Your tasks -
1. Transcribe the stretch of the vaping article from "Experts think the" through "for teenagers either.".
2. In the vaping article, what share of high school students did the FDA announce in 2018 were using e-cigarettes?
3. Take the vaping article further, picking up after its final sentence.

Document text -

What’s all the fuss over vaping?
By Rachel Alexander
Vaping, also known as smoking e-cigarettes, has been in the news recently because of deaths and illnesses related to the practice. President Trump just announced that the FDA is going to ban flavored e-cigarettes, except those that taste like tobacco smoke. Flavors like mango, mint and cotton candy appeal to teenagers who may not like the harshness of tobacco. Michigan has already banned flavored e-cigarettes.
E-cigarettes were introduced several years ago as a healthier alternative to cigarettes. They don’t contain tobacco. They usually contain nicotine, a flavor, and sometimes other additives.
Vaping is so new it has not been established yet what is causing respiratory symptoms. Doctors suspect it’s not nicotine or THC. THC is the main mind-altering ingredient found in the marijuana, also known as cannabis, plant. Some people add THC to e-cigarettes in order to get high.
Experts think the health problems may actually be caused by the addition of chemicals like Vitamin E. Of course, nicotine has been associated with brain development issues, so it’s not good for teenagers either.
A study by Houston's Baylor College of Medicine found that the ingredients used in vaping were just as harmful to lab rats as nicotine. "Vaping can cause quite a havoc in the lung, it is completely different from what cigarette smoke does," said Dr. Farrah Kheradmand.
In 2018, the FDA announced that over 25% of high school students use e-cigarettes. Vaping is illegal for those under age 18. At least six people have died and 380 have suffered lung injuries related to both THC and nicotine vape pens.

Items in a dataset:
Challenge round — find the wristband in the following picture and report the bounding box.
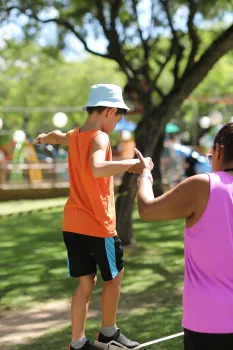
[137,173,153,186]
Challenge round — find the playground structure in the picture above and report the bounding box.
[0,140,43,184]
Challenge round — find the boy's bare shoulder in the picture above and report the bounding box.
[92,131,109,149]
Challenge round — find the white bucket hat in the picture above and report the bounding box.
[82,84,130,111]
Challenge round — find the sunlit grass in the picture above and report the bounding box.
[0,209,186,350]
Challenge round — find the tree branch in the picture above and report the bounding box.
[132,0,150,81]
[7,6,113,59]
[185,0,199,72]
[160,0,183,84]
[153,40,175,84]
[156,24,233,120]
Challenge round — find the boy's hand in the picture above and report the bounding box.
[128,150,154,174]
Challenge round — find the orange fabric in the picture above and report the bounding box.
[63,129,116,238]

Answers given -
1.
Experts think the health problems may actually be caused by the addition of chemicals like Vitamin E. Of course, nicotine has been associated with brain development issues, so it’s not good for teenagers either.

2. Over 25%

3.
An 18-year-old vaper has filed a lawsuit against e-cigarette manufacturer Juul after becoming hospitalized. His doctors say his lungs look like that of a 70-year-old man.
On the other hand, 480,000 die each year from regular cigarettes. Considering only six people have died from vaping, could we be overreacting? A study found that smokers who switch to e-cigarettes are more likely to stop smoking than those using nicotine patches or gum.
A former head of the FDA, Scott Gottlieb, believes the problem lies with the e-cigarettes being sold on the black market. He also doesn’t like how the states are regulating it instead of the federal government, since their laws are all over the board.
Dumas de Rauly, CEO of The Blinc Group, which produces vape products, said, “Black- and gray-market products will often dilute products to increase the quantity and then add carrier oils to improve the viscosity before selling it.” The company has pledged to keep heavy metals below industry standards, and called on other companies to do the same.
“Those products aren’t supposed to be in their lungs,” he said. “The problem is these black market people have no regulatory oversight.”
A study done by the New England Journal of Medicine found that more than half of vaping patients who developed a lung illness had purchased products from the “Dank Vapes” brand. Those products contain Vitamin E, which is used as a thickening agent to dilute the THC. The FDA warns about ingesting Vitamin E because “data is limited about its effects” on the lungs. According to David Downs, California bureau chief for cannabis website Leafly.com, “Drug dealers, looking to make as much money as possible, cut THC oil with Vitamin E acetate to dilute it but make it still appear pure to consumers.”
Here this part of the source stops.